__To be done__
Translate this sentence from the conversation on long-form art into Spanish: "I think there are two very different approaches to one work."

__Source extract__
If anyone wants to chime in on your technical backgrounds with long-form and short-form definitions?
William: Maybe I can start and we can discuss. I think long-form, something is very undervalued is how consistent long-form series has to be and how much energy we have to put in it to make it happen. Because when you do the short-form, cherry picking, it’s more about, you can explore and have a lot of trash, as I would say, maybe a lot of fails and say, okay, maybe not this one and this one and at some point it clicks and say, okay, I’m gonna stay on this one and work on it. Long-form and on-chain art is different. I think that’s not something that is really understood. A lot of time when I talk with collectors and people outside of coding, they don’t understand the value compared to something very crafted for one single occasion. But at the same time, I think it’s interesting because if you don’t understand it yet, it means it’s groundbreaking. It means there is something here to work on and there’s an evolution in our practice.
Iskra: I think there are two very different approaches to one work. I mean in my case, when I develop a system, I begin to observe the result of the system. I actually know if I wanna go through a long-form or just stay in 1/1s. Because sometimes it feels like there is a story that should be told through a long-form.
Sometimes it’s because the system does not have such a variety for me, which is the opposite of how we used to think about long-form. But for example, if there is a very linear story in the output that I have, I would say yeah, this is a great story to tell with the long-form, with a very few variations, but you can fit it into something longer.
But sometimes I just have systems that have a very strong complexity on shapes or colours or combinations or something. And for me, this is like a work where I don’t need to have 200 little beings, you know, just changing colours or something. It’s for me, this is like a 1/1 and then I start working on it.

__Source data__
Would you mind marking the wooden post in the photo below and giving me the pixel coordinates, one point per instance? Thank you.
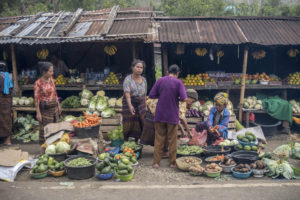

__Final result__
Creo que hay dos enfoques muy diferentes para una misma obra.